- [TASK OBJECTIVE] Print the line where "Target: textured brick surface" occurs and every line that follows it in the data below, ending with the last line, precisely as written.

(Data entries)
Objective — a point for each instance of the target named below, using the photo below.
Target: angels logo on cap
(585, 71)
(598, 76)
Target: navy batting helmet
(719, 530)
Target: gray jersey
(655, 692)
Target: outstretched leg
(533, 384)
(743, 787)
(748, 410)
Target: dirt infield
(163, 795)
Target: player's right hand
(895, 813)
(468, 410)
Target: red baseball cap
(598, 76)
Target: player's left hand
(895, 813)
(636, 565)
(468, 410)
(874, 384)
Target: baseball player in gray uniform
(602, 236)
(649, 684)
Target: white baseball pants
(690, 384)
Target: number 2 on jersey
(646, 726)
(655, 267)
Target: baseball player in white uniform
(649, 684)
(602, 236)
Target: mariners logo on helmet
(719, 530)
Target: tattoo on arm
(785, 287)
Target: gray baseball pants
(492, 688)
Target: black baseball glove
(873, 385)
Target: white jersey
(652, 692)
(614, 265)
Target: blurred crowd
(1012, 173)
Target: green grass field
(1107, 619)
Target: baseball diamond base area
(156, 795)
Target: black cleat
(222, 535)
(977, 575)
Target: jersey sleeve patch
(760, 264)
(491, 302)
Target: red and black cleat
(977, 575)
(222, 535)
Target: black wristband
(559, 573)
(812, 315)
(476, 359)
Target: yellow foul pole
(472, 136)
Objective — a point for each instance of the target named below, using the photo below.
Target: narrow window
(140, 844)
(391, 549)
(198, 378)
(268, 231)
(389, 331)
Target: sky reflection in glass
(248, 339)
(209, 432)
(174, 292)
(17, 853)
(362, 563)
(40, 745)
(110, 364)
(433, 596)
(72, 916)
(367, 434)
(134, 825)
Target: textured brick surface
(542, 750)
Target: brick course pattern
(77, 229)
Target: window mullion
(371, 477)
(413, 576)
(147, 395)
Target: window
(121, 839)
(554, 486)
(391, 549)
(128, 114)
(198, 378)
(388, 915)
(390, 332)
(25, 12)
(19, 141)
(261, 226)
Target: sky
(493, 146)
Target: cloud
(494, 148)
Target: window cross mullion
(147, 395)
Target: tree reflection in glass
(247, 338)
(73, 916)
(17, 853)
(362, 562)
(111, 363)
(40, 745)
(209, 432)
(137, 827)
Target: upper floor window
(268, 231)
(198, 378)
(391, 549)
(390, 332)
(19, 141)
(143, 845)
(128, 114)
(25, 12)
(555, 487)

- [RESULT]
Target: textured brick surface
(542, 750)
Target: brick course pattern
(77, 229)
Target: window mullion
(371, 477)
(413, 576)
(147, 395)
Target: window
(121, 839)
(554, 486)
(391, 549)
(128, 114)
(198, 378)
(388, 915)
(390, 332)
(25, 12)
(19, 141)
(261, 226)
Target: sky
(493, 146)
Target: cloud
(494, 148)
Target: window cross mullion
(147, 395)
Target: tree reflection in glass
(247, 338)
(73, 916)
(17, 853)
(362, 562)
(111, 363)
(40, 745)
(209, 432)
(137, 827)
Target: upper floor window
(268, 231)
(198, 378)
(391, 549)
(390, 332)
(19, 141)
(143, 845)
(128, 114)
(25, 12)
(555, 487)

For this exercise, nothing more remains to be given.